Here is the information displayed when using the default xslt file to process the index.xml files generated by ADE in a web browser:
header information name | description |
Dates: | Time period contained within the index.xml file |
Number of intervals: | Number of intervals contained within the index.xml file; default flowlayout.xml will generate 144 intervals |
Interval Size | Size of the analysis snapshot; how frequently the analysis is hardened to the index.xml file |
System ID | Name of system |
Anomaly scores | Each rectangle in a bar graph represents an analysis snapshot, which is a point-in-time record of the anomaly score for an analysis interval. The rectangle color indicates the anomaly score, and its height is an approximate illustration of the number of unique messages issued during the analysis interval. Taller rectangles represent analysis intervals in which a larger number of unique messages were issued.

> [Aim]
According to the page excerpt on the index.xml display, how many intervals does the default flowlayout.xml generate?

[Dataset records on object locations]
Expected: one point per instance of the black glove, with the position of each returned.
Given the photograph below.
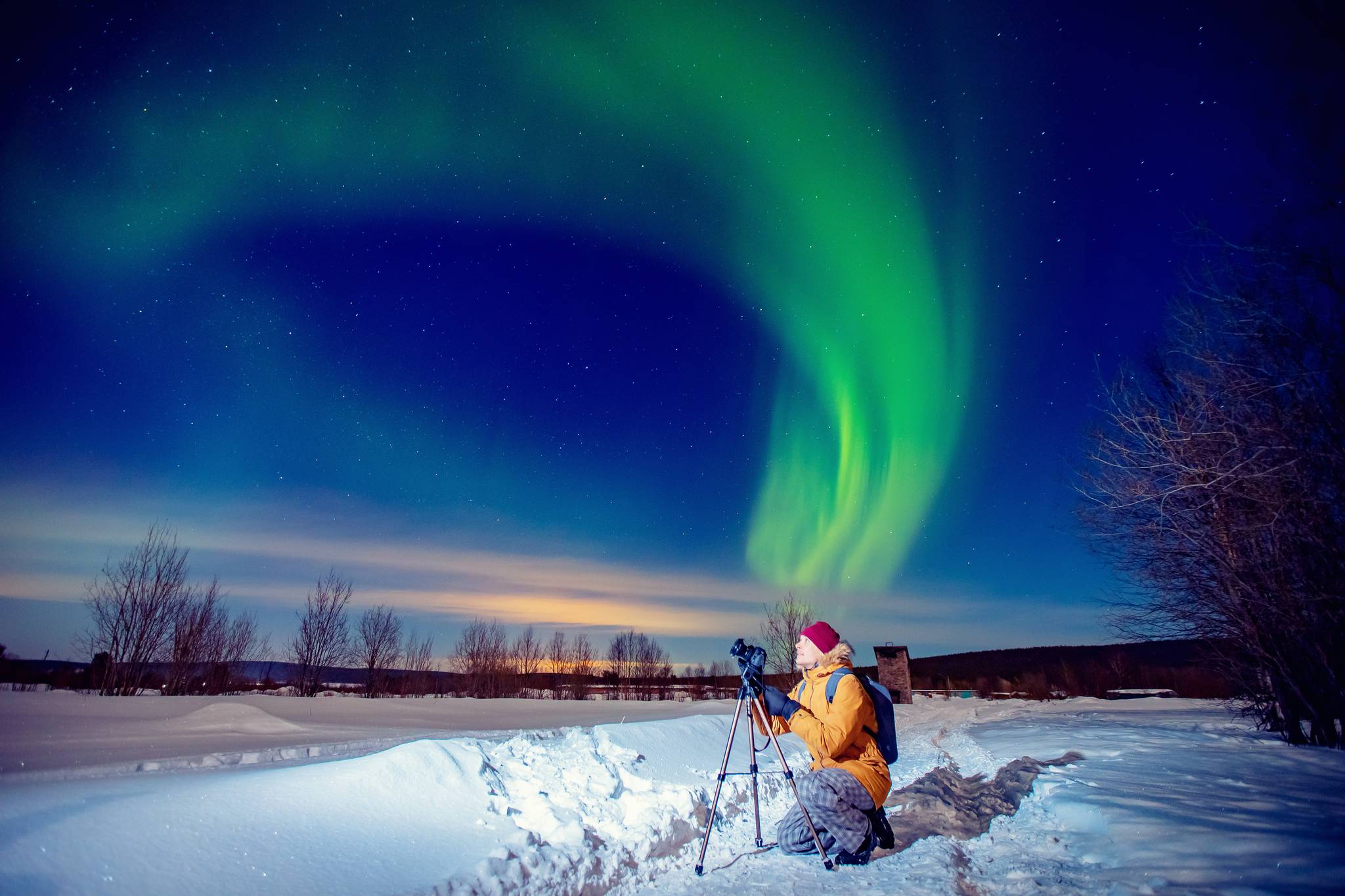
(778, 704)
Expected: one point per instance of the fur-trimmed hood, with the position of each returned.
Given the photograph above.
(839, 653)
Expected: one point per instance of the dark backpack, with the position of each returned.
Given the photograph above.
(883, 711)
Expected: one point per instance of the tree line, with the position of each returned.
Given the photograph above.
(154, 626)
(1215, 482)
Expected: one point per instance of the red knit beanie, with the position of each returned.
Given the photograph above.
(822, 636)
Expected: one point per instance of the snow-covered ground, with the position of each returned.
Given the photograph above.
(1165, 796)
(64, 734)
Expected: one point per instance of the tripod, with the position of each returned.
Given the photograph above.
(749, 694)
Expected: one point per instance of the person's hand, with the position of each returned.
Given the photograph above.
(776, 703)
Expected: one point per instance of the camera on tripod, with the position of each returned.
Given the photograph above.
(751, 662)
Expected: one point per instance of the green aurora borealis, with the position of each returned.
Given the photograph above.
(751, 147)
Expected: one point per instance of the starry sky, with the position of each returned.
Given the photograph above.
(608, 314)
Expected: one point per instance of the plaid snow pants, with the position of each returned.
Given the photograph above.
(837, 802)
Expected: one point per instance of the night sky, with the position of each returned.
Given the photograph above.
(611, 314)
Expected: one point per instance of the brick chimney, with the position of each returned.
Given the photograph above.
(894, 671)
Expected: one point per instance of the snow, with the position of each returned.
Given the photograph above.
(1165, 796)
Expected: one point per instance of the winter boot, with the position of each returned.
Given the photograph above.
(881, 829)
(860, 856)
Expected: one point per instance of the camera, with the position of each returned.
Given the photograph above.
(751, 661)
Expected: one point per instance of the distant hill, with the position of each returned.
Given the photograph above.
(1184, 666)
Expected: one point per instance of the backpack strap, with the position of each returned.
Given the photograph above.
(833, 680)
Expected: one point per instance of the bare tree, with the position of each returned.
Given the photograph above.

> [Correct output]
144 intervals.